**WHAT THE TASK REQUIRES**
Set down exactly the lines in the records below that run from the line with "# locate the asphalt" to the line with "# locate the dry", inclusive, and nothing more.
__________
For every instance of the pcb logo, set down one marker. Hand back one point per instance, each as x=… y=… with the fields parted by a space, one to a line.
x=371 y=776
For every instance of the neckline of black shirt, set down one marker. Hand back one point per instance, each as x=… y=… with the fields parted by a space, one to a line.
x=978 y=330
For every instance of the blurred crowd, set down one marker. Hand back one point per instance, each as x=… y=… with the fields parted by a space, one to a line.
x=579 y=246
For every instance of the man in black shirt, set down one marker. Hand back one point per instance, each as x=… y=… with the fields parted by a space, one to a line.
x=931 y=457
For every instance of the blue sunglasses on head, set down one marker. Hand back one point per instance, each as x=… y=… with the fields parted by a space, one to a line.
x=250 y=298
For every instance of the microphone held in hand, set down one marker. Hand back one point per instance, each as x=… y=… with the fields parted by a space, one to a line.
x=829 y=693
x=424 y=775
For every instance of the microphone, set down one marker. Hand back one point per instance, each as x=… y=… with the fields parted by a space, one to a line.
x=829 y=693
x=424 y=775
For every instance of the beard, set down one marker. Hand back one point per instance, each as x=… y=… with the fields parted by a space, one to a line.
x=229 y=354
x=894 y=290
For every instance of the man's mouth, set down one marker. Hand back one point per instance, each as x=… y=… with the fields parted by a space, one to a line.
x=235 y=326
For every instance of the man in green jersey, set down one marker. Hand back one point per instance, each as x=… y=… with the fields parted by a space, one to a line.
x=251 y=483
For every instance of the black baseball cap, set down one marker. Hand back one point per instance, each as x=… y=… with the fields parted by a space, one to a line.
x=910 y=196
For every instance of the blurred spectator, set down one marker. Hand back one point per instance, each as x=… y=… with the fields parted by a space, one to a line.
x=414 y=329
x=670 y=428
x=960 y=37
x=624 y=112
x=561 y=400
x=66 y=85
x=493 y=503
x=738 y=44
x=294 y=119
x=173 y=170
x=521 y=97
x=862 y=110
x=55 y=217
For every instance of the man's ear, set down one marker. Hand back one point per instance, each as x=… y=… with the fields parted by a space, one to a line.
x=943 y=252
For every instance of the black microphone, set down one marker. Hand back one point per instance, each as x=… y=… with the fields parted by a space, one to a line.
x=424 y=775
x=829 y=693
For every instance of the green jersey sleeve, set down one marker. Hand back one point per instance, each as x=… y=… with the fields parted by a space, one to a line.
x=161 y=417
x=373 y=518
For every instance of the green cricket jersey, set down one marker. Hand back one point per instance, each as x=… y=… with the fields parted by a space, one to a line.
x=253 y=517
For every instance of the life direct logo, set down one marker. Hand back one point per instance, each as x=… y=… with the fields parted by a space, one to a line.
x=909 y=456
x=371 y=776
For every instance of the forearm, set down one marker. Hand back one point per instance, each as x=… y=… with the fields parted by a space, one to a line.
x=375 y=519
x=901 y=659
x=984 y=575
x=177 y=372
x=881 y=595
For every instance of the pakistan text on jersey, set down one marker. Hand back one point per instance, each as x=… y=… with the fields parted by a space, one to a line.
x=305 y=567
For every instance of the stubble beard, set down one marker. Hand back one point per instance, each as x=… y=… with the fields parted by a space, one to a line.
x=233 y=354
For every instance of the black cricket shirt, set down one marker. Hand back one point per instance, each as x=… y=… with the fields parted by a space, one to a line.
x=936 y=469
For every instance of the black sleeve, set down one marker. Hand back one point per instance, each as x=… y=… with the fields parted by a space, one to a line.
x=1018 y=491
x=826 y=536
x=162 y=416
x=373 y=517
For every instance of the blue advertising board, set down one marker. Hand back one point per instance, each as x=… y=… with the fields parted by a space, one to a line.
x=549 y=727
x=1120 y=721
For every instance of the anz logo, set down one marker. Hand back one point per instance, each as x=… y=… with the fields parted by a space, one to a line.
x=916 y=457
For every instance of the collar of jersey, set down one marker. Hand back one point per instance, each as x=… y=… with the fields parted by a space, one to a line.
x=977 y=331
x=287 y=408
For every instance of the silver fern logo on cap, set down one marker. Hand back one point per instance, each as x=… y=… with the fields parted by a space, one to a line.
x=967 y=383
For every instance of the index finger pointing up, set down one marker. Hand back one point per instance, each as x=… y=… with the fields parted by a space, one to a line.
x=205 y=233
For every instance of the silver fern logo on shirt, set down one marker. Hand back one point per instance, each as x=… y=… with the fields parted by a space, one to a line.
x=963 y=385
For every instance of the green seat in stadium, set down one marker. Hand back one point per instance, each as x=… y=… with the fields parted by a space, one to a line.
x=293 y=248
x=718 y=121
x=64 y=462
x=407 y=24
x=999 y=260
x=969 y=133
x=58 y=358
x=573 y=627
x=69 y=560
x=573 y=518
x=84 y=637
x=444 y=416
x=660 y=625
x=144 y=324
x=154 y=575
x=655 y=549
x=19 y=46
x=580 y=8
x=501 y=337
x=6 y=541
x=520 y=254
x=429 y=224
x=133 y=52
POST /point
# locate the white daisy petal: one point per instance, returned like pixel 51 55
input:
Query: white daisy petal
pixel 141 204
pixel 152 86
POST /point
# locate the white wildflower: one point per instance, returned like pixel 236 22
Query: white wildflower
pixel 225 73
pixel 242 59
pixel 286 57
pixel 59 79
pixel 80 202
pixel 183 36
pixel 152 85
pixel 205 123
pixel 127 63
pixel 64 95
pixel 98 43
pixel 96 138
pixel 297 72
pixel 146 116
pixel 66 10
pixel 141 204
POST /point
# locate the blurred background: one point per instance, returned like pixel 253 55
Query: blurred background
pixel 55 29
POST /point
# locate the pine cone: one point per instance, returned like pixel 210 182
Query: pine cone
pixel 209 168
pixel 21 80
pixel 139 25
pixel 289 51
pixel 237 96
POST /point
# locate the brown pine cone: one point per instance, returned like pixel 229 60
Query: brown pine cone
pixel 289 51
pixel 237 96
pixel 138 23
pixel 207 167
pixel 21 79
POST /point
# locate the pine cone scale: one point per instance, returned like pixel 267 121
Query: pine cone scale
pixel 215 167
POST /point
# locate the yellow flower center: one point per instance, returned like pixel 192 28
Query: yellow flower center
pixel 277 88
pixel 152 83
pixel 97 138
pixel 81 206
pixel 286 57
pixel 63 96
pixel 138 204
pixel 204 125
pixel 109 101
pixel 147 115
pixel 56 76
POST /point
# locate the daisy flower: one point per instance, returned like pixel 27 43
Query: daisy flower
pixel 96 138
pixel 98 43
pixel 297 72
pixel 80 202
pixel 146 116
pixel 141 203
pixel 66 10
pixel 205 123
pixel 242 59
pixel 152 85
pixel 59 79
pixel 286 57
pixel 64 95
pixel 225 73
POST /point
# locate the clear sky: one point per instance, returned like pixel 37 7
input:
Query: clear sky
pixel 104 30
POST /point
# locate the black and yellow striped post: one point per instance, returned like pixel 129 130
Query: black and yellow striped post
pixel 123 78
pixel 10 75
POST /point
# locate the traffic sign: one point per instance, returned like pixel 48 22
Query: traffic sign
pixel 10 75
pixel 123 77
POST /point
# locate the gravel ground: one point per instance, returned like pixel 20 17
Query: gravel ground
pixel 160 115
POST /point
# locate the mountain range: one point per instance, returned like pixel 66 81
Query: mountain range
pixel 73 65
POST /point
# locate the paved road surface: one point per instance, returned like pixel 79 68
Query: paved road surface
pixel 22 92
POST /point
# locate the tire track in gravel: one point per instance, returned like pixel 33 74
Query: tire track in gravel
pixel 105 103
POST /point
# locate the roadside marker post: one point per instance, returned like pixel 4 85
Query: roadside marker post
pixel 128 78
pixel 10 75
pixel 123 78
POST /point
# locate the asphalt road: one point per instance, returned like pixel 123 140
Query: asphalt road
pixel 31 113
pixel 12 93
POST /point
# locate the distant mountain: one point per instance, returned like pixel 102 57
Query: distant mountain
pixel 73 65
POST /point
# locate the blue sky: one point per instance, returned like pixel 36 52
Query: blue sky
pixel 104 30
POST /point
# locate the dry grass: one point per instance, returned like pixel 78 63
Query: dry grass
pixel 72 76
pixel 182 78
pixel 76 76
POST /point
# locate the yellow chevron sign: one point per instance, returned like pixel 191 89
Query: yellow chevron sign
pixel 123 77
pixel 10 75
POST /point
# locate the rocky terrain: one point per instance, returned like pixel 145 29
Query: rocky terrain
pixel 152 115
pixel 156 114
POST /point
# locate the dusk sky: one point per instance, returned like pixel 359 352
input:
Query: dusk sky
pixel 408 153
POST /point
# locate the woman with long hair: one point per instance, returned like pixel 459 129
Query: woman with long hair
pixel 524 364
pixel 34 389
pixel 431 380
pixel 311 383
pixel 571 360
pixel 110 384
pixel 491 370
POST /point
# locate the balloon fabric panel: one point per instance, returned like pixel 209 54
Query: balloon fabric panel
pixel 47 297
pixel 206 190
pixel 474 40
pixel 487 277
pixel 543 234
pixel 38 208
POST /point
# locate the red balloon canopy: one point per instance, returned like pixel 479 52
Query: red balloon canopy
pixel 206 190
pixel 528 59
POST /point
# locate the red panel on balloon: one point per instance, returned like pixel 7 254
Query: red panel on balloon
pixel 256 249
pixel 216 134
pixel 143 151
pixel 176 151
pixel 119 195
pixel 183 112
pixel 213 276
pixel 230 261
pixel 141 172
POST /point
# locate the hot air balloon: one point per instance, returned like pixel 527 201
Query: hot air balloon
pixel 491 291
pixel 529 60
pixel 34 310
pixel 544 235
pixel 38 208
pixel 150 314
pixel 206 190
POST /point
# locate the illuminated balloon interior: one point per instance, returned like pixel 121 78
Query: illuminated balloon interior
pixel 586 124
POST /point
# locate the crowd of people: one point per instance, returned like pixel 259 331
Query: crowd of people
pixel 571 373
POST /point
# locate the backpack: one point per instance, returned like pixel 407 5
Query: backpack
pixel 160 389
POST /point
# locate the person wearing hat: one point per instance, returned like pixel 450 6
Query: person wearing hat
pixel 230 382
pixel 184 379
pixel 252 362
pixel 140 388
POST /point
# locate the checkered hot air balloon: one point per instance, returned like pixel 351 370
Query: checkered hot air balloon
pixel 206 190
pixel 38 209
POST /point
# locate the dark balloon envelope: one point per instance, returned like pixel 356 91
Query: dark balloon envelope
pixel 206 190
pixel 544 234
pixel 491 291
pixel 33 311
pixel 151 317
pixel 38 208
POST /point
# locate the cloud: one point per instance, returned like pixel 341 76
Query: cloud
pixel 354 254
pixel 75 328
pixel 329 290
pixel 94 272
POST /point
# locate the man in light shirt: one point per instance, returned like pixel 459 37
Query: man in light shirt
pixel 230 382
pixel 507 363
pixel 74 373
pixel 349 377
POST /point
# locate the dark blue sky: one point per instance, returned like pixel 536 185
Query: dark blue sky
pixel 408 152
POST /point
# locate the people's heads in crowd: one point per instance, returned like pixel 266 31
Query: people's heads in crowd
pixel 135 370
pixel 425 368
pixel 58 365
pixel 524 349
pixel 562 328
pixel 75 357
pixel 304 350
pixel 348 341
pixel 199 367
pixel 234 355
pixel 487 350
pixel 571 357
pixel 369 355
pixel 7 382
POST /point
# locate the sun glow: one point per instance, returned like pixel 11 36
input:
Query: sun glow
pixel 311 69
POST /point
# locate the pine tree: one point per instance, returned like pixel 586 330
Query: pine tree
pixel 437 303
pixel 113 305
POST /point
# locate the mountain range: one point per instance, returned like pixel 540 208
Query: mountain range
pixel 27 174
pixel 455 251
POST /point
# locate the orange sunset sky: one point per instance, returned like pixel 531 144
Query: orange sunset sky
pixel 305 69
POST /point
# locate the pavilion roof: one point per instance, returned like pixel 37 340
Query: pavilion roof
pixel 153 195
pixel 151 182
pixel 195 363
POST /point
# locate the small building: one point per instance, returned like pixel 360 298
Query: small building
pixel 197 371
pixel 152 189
__________
**YOUR RESPONSE**
# locate the asphalt road: one point per instance, returned like pixel 123 140
Query: asphalt road
pixel 31 113
pixel 12 93
POST /point
# locate the distant mountain: one point per instance, returned like pixel 102 57
Query: distant mountain
pixel 73 65
POST /point
# locate the blue sky: one point per instance, returned like pixel 36 52
Query: blue sky
pixel 104 30
POST /point
# locate the dry grass: one point per instance, returned like pixel 78 63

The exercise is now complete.